> **Passage shown**:
═══
NRO: "First, there’s the $1.6 trillion deficit. That figure is the same as the entire budget of the United States in FY1998 (FY1986 in real terms, which is interesting considering the tendency to compare Obama with Reagan).
Powerline: "Obama's game is transparent, isn't it? He is playing a game of chicken. He puts forward a series of proposals that he knows are more or less insane; but he also believes that Republicans will come to his rescue. They, not being wholly irresponsible, will come up with plans to reform entitlements--like, for example, the Ryan Roadmap. Ultimately, some combination of those plans will be implemented because the alternative is the collapse, not just of the government of the United States, but of the country itself. But Obama thinks the GOP's reforms will be unpopular, and he will be able to demagogue them, thus having his cake and eating it too. Is that leadership? Of course not. But it is the very essence of Barack Obama."
At best, Obama is a deeply ideological man with almost no grasp of reality. At worst, he is a cynical, manipulative politician willing to put his political interests above the best interests of the nation.
He appeared on Hardball to discuss the Bush Tax Cuts and plans to put our economy back on a fiscally sane path. Matthews did a hyper-aggressive interview with Ryan and Ryan shined.
Rep. Joe Crowley of NY also appeared on the show - and was about as far out of his element as he could be. His answer to our economic milaise was to tout the Democrats Pay-Go legislation. The problem of course is the left has that new law encased under glass, only to be brought out to wave around on camera before the mid-terms. Matthews didn't push Crowley at all, but its just as well as that gave more time for Ryan.
Let us be honest. The US is still trapped in depression a full 18 months into zero interest rates, quantitative easing (QE), and fiscal stimulus that has pushed the budget deficit above 10% of GDP.
The share of the US working-age population with jobs in June actually fell from 58.7% to 58.5%. This is the real stress indicator. The ratio was 63% three years ago. Eight million jobs have been lost.
The average time needed to find a job has risen to a record 35.2 weeks. Nothing like this has been seen before in the post-war era. . . .
"Legions of individuals have been left with stale skills, and little prospect of finding meaningful work, and benefits that are being exhausted. By our math the crop of people who are unemployed but not receiving a check amounts to 9.2m."
. . . With significantly lower revenues and higher outlays, debt would reach 87 percent of GDP by 2020, CBO projects. After that, the growing imbalance between revenues and noninterest spending, combined with spiraling interest payments, would swiftly push debt to unsustainable levels. Debt as a share of GDP would exceed its historical peak of 109 percent by 2025 and would reach 185 percent in 2035.
═══
Natural-language descriptions of regions
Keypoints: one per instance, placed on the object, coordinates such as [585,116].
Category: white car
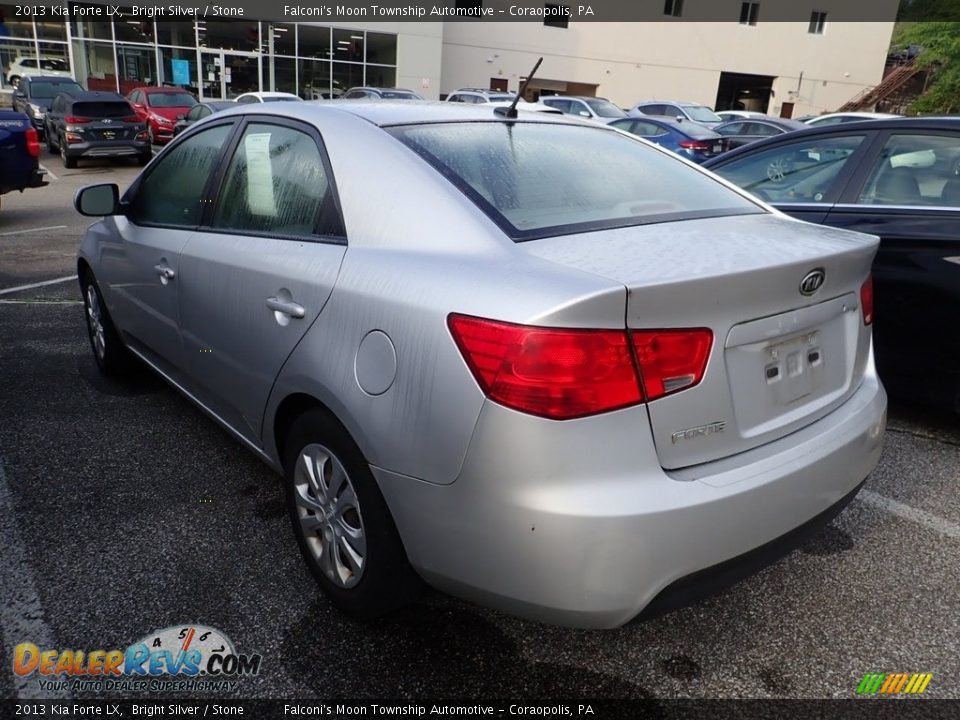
[30,66]
[837,118]
[267,97]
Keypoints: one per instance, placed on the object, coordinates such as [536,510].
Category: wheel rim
[95,323]
[329,515]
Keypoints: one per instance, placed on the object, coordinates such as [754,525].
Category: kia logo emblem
[812,281]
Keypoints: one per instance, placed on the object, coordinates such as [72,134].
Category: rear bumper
[127,148]
[576,523]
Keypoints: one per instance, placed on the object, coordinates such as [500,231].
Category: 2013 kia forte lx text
[539,364]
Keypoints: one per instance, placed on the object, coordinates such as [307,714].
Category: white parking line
[921,517]
[65,278]
[21,232]
[21,612]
═══
> **Exercise prompt**:
Please copy the passage on the deficit word for word from "Rep. Joe Crowley" to "time for Ryan.". Rely on the passage on the deficit alone.

> **Response area**:
Rep. Joe Crowley of NY also appeared on the show - and was about as far out of his element as he could be. His answer to our economic milaise was to tout the Democrats Pay-Go legislation. The problem of course is the left has that new law encased under glass, only to be brought out to wave around on camera before the mid-terms. Matthews didn't push Crowley at all, but its just as well as that gave more time for Ryan.